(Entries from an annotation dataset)
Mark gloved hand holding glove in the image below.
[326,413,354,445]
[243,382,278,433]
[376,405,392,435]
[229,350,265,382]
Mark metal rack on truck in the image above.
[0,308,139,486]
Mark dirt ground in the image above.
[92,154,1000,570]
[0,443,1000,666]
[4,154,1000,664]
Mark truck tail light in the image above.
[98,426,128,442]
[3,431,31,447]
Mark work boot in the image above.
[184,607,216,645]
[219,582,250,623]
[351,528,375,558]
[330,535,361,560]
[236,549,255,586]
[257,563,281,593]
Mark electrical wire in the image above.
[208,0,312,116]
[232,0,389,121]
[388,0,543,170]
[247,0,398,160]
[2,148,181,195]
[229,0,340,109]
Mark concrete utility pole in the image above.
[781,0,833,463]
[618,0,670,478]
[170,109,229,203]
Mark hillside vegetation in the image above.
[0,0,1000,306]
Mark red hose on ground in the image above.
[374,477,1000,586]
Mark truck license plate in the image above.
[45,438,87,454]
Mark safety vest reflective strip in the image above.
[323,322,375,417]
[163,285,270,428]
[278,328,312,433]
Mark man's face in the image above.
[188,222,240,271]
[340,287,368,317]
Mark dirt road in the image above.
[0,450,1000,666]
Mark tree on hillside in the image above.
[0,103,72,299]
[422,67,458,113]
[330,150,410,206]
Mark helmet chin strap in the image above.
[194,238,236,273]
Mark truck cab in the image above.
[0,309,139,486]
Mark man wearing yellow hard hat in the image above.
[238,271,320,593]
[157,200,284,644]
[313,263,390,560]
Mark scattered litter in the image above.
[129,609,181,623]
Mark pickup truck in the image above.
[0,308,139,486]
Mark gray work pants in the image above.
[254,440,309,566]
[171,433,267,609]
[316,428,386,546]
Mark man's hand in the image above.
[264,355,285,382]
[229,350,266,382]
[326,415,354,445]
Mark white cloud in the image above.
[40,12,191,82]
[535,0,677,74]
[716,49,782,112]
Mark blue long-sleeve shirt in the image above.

Exercise goal ▸ Turn the material, starting at the line that contains "Mark truck tail light in the image above." and ending with its final line, into a JSON list of strings with one string per line, leaving out blank lines.

The response ▸
[
  "Mark truck tail light in the image above.",
  "[98,426,128,442]",
  "[3,431,31,447]",
  "Mark work boot in the image above.",
  "[184,607,216,645]",
  "[219,582,250,623]",
  "[351,528,375,558]",
  "[330,535,361,560]",
  "[236,549,255,586]",
  "[257,563,281,593]",
  "Mark electrical wire in the image above.",
  "[208,0,312,116]",
  "[232,0,389,121]",
  "[388,0,543,170]",
  "[247,0,398,160]",
  "[2,148,181,195]",
  "[229,0,340,109]",
  "Mark concrete utility pole in the image above.",
  "[781,0,833,463]",
  "[618,0,670,478]",
  "[170,109,229,203]",
  "Mark hillside vegetation in the image above.",
  "[0,0,1000,306]",
  "Mark red hose on ground in the image above.",
  "[374,477,1000,586]",
  "Mark truck license plate in the image above.",
  "[45,438,87,454]",
  "Mark safety vest reflective strip in the image above.",
  "[323,322,375,417]",
  "[163,285,270,428]",
  "[278,328,312,433]",
  "Mark man's face in the image above.",
  "[188,222,240,271]",
  "[340,287,368,317]",
  "Mark dirt road in the image above.",
  "[0,450,1000,666]",
  "Mark tree on hillside in the image above.",
  "[0,103,72,299]",
  "[422,67,458,113]",
  "[330,150,410,206]",
  "Mark helmet chin strap in the image above.",
  "[194,238,236,273]",
  "Mark truck cab in the image above.",
  "[0,309,139,486]",
  "Mark man wearing yellow hard hat in the image above.",
  "[238,271,320,593]",
  "[157,200,284,644]",
  "[313,263,390,560]",
  "Mark scattered litter in the image above.",
  "[129,609,181,623]",
  "Mark pickup truck in the image above.",
  "[0,308,139,486]",
  "Mark gray work pants in the image above.",
  "[254,440,309,566]",
  "[171,433,267,609]",
  "[316,428,386,546]",
  "Mark man's hand in the image above.",
  "[264,355,285,382]",
  "[229,350,266,382]",
  "[326,415,354,445]",
  "Mark white cloud in the image above.",
  "[40,12,191,82]",
  "[535,0,677,74]",
  "[716,49,782,112]",
  "Mark blue long-sleeve shirt in the image above."
]